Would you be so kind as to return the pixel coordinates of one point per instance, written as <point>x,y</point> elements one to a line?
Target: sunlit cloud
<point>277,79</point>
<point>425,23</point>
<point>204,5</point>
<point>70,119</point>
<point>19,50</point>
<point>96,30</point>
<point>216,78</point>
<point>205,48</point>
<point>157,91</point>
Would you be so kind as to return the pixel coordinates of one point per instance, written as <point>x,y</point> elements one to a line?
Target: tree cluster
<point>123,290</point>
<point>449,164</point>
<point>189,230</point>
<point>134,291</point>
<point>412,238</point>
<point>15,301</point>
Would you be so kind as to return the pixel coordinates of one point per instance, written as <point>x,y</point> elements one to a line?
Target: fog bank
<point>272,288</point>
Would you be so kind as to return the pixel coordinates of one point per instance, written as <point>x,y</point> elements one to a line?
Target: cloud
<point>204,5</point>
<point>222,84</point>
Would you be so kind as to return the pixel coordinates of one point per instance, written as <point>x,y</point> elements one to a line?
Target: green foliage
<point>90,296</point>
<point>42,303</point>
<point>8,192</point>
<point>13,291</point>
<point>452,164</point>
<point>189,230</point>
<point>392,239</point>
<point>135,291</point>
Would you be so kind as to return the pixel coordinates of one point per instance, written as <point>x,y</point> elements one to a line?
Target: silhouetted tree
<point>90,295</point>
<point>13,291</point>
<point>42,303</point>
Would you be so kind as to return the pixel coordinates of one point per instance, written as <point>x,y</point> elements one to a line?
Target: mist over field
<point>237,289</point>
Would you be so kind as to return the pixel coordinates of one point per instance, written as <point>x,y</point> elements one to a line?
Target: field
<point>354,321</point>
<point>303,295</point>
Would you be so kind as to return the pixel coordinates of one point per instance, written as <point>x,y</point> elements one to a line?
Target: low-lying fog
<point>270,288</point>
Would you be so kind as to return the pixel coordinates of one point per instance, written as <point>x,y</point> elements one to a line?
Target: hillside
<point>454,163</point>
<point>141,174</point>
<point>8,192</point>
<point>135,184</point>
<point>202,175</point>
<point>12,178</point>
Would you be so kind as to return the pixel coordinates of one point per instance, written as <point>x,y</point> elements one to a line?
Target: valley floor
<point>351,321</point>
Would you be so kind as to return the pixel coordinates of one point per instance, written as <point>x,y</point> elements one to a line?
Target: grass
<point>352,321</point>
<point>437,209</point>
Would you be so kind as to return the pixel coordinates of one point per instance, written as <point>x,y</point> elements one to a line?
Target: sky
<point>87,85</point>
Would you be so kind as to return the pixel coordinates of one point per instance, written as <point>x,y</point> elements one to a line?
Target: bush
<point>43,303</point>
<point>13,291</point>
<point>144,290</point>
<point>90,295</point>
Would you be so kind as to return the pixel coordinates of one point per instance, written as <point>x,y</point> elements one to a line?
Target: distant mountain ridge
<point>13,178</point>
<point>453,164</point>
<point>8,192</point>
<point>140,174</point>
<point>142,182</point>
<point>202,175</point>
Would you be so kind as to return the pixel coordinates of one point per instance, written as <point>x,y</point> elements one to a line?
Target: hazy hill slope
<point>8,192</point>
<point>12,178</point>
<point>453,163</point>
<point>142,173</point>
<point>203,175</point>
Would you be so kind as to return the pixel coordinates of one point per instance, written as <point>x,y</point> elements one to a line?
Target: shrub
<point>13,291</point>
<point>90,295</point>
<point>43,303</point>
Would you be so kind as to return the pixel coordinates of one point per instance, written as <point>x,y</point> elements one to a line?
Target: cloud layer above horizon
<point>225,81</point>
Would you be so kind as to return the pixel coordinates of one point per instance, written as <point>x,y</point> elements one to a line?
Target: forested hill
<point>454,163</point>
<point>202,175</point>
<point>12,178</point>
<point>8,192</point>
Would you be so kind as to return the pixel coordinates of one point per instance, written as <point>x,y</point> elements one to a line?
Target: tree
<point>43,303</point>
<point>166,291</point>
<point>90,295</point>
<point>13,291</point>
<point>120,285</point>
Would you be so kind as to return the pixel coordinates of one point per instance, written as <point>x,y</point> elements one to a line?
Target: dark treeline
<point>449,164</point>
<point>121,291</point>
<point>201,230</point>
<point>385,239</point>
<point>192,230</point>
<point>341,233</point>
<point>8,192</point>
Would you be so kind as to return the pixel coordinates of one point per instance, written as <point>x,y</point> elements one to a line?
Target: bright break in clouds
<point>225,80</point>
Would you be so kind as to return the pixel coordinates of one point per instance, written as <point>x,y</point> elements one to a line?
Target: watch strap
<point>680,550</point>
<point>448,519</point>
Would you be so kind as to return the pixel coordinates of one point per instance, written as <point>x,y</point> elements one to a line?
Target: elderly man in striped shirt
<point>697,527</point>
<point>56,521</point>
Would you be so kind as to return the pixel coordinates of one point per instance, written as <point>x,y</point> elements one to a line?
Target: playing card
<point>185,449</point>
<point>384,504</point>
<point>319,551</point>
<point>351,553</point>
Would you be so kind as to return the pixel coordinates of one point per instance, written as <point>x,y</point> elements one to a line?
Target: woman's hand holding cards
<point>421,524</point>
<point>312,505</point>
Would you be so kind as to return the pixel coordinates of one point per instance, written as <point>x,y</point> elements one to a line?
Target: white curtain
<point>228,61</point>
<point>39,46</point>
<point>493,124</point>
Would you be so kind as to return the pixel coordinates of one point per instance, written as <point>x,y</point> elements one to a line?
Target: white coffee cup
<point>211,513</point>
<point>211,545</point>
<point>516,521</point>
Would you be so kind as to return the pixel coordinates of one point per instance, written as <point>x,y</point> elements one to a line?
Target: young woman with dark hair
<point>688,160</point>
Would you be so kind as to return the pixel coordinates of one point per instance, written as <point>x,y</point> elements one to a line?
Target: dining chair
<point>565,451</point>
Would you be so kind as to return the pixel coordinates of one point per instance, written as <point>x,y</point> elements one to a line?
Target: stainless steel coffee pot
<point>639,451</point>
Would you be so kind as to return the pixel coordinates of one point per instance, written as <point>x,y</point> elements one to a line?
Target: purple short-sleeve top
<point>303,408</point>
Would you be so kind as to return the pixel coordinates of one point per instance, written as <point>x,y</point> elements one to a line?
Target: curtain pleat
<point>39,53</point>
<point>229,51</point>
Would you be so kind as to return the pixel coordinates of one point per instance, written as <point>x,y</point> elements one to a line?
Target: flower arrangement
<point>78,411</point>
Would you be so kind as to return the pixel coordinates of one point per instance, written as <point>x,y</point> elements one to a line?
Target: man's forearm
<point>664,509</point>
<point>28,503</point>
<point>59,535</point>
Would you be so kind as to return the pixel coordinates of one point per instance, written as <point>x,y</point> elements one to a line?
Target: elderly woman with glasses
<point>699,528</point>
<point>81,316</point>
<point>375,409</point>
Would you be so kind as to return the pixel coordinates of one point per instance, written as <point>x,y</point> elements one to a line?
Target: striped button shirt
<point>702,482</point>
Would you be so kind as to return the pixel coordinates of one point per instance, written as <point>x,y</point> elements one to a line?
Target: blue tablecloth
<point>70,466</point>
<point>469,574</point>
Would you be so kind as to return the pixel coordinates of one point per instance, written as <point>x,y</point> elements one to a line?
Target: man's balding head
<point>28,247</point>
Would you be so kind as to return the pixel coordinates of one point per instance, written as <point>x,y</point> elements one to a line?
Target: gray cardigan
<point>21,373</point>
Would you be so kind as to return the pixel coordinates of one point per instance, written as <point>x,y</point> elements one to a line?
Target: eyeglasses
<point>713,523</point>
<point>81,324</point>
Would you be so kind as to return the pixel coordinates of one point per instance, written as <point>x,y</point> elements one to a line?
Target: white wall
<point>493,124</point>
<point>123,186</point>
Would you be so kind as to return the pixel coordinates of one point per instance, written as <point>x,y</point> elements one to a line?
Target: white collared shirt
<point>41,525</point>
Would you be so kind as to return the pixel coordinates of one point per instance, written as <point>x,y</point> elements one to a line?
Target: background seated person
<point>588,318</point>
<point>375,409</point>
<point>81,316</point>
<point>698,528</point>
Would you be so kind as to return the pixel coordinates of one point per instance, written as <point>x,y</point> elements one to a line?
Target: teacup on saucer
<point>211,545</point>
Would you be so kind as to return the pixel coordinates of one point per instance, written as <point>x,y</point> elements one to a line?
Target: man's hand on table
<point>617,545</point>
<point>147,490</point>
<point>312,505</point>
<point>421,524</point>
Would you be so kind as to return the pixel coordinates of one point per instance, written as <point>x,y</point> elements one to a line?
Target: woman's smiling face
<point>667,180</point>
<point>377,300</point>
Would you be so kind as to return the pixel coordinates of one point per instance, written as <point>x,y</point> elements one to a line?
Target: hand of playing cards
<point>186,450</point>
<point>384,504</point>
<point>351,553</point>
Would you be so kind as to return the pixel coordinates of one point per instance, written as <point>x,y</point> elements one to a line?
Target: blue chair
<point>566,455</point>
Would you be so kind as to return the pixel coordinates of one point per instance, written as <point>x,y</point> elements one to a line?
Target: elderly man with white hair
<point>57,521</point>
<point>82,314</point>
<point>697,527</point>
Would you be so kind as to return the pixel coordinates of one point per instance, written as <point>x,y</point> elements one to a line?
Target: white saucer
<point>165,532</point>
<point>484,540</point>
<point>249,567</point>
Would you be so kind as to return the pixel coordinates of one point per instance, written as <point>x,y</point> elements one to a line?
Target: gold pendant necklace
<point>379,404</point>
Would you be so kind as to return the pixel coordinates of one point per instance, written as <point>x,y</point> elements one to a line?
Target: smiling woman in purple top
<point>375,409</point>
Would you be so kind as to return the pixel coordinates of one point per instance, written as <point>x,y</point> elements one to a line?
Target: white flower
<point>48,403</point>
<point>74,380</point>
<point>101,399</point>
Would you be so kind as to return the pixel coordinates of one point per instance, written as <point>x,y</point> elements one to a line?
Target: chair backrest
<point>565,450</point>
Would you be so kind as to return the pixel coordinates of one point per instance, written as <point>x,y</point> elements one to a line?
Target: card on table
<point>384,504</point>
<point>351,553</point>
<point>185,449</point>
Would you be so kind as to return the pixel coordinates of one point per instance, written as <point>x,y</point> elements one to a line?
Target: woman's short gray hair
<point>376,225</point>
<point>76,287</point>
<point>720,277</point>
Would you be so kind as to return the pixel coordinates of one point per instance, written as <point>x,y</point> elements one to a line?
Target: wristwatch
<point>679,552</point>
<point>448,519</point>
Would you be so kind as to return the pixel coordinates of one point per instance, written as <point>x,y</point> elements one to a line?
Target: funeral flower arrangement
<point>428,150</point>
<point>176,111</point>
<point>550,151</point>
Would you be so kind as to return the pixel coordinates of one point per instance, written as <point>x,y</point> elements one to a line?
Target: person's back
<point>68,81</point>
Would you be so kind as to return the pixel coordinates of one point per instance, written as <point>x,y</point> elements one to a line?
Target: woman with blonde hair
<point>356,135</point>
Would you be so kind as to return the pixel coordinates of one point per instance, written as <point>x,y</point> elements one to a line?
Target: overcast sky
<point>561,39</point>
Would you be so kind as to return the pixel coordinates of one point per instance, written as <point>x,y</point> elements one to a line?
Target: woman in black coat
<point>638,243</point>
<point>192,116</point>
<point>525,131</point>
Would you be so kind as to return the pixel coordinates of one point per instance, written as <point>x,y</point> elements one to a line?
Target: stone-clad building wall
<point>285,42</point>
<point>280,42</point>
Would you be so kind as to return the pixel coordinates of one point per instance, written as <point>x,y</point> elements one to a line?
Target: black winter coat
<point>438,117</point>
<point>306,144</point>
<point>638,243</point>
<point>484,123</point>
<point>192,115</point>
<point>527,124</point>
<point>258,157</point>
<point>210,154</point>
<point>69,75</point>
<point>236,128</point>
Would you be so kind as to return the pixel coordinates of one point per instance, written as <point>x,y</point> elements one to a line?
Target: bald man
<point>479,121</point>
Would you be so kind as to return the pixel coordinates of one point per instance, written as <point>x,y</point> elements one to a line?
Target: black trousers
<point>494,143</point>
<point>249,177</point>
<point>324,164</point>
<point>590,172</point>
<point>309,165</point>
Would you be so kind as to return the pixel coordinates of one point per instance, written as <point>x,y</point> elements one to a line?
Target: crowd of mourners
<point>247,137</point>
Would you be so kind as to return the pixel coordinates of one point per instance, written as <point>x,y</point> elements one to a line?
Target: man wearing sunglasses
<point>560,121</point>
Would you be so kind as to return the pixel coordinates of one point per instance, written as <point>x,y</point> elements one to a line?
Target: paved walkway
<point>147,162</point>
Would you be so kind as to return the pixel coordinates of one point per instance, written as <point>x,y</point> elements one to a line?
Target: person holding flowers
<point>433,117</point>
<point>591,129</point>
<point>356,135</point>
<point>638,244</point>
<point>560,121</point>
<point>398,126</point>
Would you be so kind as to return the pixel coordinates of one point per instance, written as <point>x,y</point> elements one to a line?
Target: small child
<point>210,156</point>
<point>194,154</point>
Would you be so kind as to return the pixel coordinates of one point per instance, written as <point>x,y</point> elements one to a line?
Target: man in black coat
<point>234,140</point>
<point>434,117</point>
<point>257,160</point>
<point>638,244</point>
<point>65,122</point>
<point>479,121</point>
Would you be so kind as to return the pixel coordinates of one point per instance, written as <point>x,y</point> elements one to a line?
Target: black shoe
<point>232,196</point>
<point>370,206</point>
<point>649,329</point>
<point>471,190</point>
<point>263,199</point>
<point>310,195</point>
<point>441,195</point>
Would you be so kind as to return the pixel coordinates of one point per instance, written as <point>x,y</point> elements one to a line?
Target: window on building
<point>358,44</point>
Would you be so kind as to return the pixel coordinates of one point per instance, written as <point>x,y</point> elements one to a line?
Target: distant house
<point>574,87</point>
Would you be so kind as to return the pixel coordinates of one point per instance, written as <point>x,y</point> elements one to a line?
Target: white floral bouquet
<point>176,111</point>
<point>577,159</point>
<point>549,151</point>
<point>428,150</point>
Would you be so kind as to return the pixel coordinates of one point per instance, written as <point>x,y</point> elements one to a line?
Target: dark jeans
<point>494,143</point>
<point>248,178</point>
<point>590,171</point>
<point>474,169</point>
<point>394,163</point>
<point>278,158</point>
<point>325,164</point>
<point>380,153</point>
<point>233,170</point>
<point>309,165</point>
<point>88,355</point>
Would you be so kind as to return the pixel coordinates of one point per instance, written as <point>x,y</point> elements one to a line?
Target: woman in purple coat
+-------+
Work to complete :: Rewrite everything from the start of the data down to the line containing "<point>270,288</point>", that line included, and substitute "Label" for each occurrence of "Target". Leave all other text unchanged.

Complete response ::
Would you be so kind as to return the pixel coordinates of one point per instance, written as <point>x,y</point> elements one to a line?
Label: sunlit cloud
<point>277,79</point>
<point>425,23</point>
<point>204,5</point>
<point>70,119</point>
<point>19,50</point>
<point>96,30</point>
<point>216,78</point>
<point>205,48</point>
<point>157,91</point>
Would you be so kind as to return the pixel coordinates of one point per instance, written as <point>x,y</point> elements one to a line?
Label: tree cluster
<point>123,290</point>
<point>449,164</point>
<point>189,230</point>
<point>134,291</point>
<point>412,238</point>
<point>15,301</point>
Would you be so kind as to return the pixel coordinates of one point per instance, written as <point>x,y</point> elements one to a line?
Label: fog bank
<point>272,288</point>
Would you be so kind as to return the pixel coordinates of one point per instance, written as <point>x,y</point> elements one to a line?
Label: cloud
<point>204,5</point>
<point>222,84</point>
Would you be so kind as to return the pixel coordinates of one point per instance, written as <point>x,y</point> elements one to a line?
Label: green foliage
<point>90,296</point>
<point>42,303</point>
<point>8,192</point>
<point>13,291</point>
<point>452,164</point>
<point>189,230</point>
<point>392,239</point>
<point>135,291</point>
Would you be so kind as to return the pixel coordinates of one point per instance, written as <point>x,y</point> elements one to a line?
Label: silhouetted tree
<point>90,295</point>
<point>13,291</point>
<point>42,303</point>
Would you be so kind as to return the pixel coordinates of one point per instance, written as <point>x,y</point> elements one to a line?
Label: mist over field
<point>237,289</point>
Would you be so kind as to return the pixel coordinates of one point per instance, written as <point>x,y</point> elements one to a line?
Label: field
<point>354,321</point>
<point>303,295</point>
Would you be so kind as to return the pixel coordinates of one point per instance, written as <point>x,y</point> elements one to a line?
Label: low-lying fog
<point>270,288</point>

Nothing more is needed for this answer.